+++ ОТРЫВОК +++
Оставалось немного до конечного пункта нашего шестисоткилометрового перехода. Дальше можно бы­ло итти или сплошными лесами в обход Слуцка, или прямо на юг по безлесным, густонаселенным местам. Мы выбрали второй маршрут: хотя он и таил опас­ности, но экономил нам добрую неделю времени.

В конце июня 1942 года южнее, юго-восточнее и юго-западнее Минска действовало уже немало парти­занских отрядов под руководством ЦК КП(б) Бело­руссии. В районе Опыля весьма активные операции вела бригада имени Ворошилова под командованием И. Д. Варвашени и Ф. Ф. Капусты. Несколько восточ­нее действовало объединение партизанских отрядов, которым руководил секретарь Минского обкома пар­тии товарищ Козлов. Здесь уже целый район находил­ся под контролем партизан — так называемый Любаньский партизанский район. Треугольник Ленино — Житковичи — Старобино служил местом базирования объединения товарища Комарова.

В районах южнее шоссейной магистрали Москва— Варшава, которыми нам предстояло пройти, фашист­ские гарнизоны и отряды полиции имелись лишь в районных центрах и крупных населенных пунктах, как Старобино, Чудин, Островичи, Ленино. Гитлеров­цы не рисковали передвигаться от одного пункта к другому иначе, как только крупными подразделения­ми. Большинство деревень считалось «нейтральными». Оккупанты иногда бывали в них днем, а партизаны почти каждую ночь. Понятие «нейтральные» деревни в сорок втором году имело там и то значение, что ок­купанты не творили в этих населенных пунктах осо­бых безобразий во избежание массового ухода насе­ления в лес. Только значительно позже, когда многие из этих населенных пунктов были объявлены совет­скими, гитлеровцы стали беспощадно расправляться со всеми жителями, приравнивая их к партизанам.

Несмотря на то, что в этих районах были сосредо­точены большие партизанские силы, наш приход имел важное значение. Многие партизанские формирования еще не овладели искусством сбрасывать под откос фашистские поезда, были бедны подрывной техникой и специалистами этого дела. Кое-кто ограничивался тем, что укреплял оборону в лесу, и это выставлял своей заслугой. Мы со своими подрывными средствами, с подвижной тактикой и умением наносить удары по главным магистралям не только подкрепляли силы народных мстителей, руководимых Центральным шта­бом партизанского движения, но и способствовали более быстрому освоению техники подрыва железно­дорожных коммуникаций гитлеровцев и других объек­тов противника, работавших на обеспечение враже­ской армии.
+++
Выпишите без изменений часть отрывка о партизанах Белоруссии: всё от слов «Несмотря на то, что» вниз до слов «обеспечение враже­ской армии.».
+++ МАТЕРИАЛ +++
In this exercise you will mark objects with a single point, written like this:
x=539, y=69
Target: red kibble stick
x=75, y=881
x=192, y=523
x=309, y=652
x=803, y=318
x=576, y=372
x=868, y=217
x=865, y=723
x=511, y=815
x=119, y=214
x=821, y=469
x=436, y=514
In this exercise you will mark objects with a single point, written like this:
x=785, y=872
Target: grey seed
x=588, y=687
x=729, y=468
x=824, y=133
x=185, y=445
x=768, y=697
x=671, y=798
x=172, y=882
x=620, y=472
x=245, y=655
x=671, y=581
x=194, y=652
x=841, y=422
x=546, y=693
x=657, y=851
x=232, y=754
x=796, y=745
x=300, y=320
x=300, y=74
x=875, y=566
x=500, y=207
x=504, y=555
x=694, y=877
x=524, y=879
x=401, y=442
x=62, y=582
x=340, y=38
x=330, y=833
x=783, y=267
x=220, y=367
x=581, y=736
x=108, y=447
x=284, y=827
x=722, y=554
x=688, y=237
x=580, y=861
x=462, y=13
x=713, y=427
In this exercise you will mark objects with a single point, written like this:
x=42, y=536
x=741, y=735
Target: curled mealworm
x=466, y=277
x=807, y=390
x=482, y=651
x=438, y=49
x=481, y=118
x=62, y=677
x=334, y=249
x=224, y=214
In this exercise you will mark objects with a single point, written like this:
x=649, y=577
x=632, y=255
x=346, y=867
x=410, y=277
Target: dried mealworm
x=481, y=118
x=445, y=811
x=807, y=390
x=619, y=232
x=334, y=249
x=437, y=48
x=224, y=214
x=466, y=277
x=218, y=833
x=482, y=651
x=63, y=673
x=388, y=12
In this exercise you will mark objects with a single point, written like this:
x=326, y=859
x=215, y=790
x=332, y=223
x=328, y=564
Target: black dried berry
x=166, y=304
+++
ПИСЬМЕННЫЙ ОТВЕТ
Несмотря на то, что в этих районах были сосредо­точены большие партизанские силы, наш приход имел важное значение. Многие партизанские формирования еще не овладели искусством сбрасывать под откос фашистские поезда, были бедны подрывной техникой и специалистами этого дела. Кое-кто ограничивался тем, что укреплял оборону в лесу, и это выставлял своей заслугой. Мы со своими подрывными средствами, с подвижной тактикой и умением наносить удары по главным магистралям не только подкрепляли силы народных мстителей, руководимых Центральным шта­бом партизанского движения, но и способствовали более быстрому освоению техники подрыва железно­дорожных коммуникаций гитлеровцев и других объек­тов противника, работавших на обеспечение враже­ской армии.